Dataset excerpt
## start

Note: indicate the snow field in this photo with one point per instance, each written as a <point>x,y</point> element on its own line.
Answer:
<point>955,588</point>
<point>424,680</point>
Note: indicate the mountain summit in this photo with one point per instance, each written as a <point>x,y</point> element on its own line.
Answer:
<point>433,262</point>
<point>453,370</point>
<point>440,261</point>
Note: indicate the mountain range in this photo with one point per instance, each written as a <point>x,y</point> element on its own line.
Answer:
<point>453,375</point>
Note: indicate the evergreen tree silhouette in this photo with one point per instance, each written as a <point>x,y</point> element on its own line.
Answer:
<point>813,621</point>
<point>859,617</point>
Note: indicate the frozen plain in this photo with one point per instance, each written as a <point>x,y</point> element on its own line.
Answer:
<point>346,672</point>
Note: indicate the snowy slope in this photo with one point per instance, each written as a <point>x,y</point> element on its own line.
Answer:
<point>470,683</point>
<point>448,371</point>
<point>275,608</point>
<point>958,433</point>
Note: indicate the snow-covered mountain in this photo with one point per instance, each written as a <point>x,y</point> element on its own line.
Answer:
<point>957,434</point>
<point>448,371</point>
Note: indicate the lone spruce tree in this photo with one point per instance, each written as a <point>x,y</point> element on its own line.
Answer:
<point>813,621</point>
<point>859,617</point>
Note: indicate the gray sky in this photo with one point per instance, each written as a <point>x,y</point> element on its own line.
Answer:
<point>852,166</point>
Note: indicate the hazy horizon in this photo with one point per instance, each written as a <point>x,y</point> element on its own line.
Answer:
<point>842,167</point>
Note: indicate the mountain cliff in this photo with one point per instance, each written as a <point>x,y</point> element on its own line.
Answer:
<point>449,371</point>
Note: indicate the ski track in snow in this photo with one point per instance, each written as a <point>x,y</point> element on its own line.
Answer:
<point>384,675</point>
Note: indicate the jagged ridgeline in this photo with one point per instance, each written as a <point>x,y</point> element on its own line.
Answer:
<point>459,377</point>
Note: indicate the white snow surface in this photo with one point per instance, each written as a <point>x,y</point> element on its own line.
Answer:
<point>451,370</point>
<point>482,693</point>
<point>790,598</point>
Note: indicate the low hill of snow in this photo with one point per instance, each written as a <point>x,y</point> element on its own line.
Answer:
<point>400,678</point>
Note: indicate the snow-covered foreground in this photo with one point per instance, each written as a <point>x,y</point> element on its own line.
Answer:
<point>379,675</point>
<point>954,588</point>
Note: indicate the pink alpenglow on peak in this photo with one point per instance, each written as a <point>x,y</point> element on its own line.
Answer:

## end

Render every line of the listing above as a numbered list, leaving out any blank lines.

1. Note: indicate the snow field in this photo with one point per instance, each written as a <point>x,y</point> element on its own line.
2. Answer:
3. <point>955,588</point>
4. <point>424,680</point>
5. Note: indicate the mountain summit in this photo with one point per instance, each written as a <point>x,y</point> element on its own line.
6. Answer:
7. <point>433,262</point>
8. <point>453,370</point>
9. <point>440,261</point>
10. Note: indicate the mountain range in this photo with one point per instance, each written as a <point>x,y</point> element on its own line.
11. Answer:
12. <point>453,375</point>
13. Note: indicate the evergreen tree silhouette in this photo with one point per instance, each written as a <point>x,y</point> element on its own line.
14. Answer:
15. <point>813,621</point>
16. <point>859,617</point>
17. Note: indicate the frozen plain in this photo with one point per instance, each written as a <point>x,y</point> element on its own line.
18. Answer:
19. <point>346,672</point>
20. Note: indicate the snowy slope in this photo with one point per instance, each written as a <point>x,y</point> element on its own line.
21. Answer:
22. <point>470,683</point>
23. <point>448,371</point>
24. <point>275,608</point>
25. <point>958,433</point>
26. Note: indicate the snow-covered mountain in this photo with one point per instance, each written as a <point>x,y</point> element on its own line.
27. Answer:
28. <point>957,434</point>
29. <point>448,371</point>
30. Note: indicate the lone spruce tree in this photo with one point per instance, each written as a <point>x,y</point> element on its own line.
31. Answer:
32. <point>813,621</point>
33. <point>859,617</point>
34. Note: indicate the gray sky in this photo with one point per instance, each written as a <point>x,y</point> element on its own line.
35. Answer:
36. <point>852,166</point>
37. Note: indicate the hazy horizon in this photo with one point per instance, each written as a <point>x,y</point> element on its own line.
38. Answer:
39. <point>842,167</point>
40. Note: indicate the mountain cliff in this photo with one point per instance, each written as a <point>x,y</point> element on its own line.
41. Answer:
42. <point>449,371</point>
43. Note: indicate the ski track in snow in this photo with one point per instance, each written as a <point>x,y</point> element on its own line.
44. Answer:
45. <point>384,675</point>
46. Note: indicate the jagged ridgeline in this photo with one point per instance, each written as a <point>x,y</point> element on its own line.
47. Answer:
48. <point>459,377</point>
49. Note: indicate the white snow surface in this photo with one point per instance, each written as a <point>x,y</point> element on its own line.
50. Answer:
51. <point>451,370</point>
52. <point>482,693</point>
53. <point>790,598</point>
54. Note: indicate the low hill of snow in this photo with one point per instance, each written as a <point>x,y</point> element on its own line.
55. Answer:
56. <point>400,678</point>
57. Note: indicate the snow-covered foreground in this photo with one point per instance, each written as a <point>x,y</point> element on its own line.
58. Answer:
59. <point>379,675</point>
60. <point>954,588</point>
61. Note: indicate the pink alpenglow on peak in this photo with one point per instance, each written as a <point>x,y</point> element on its own line.
62. Answer:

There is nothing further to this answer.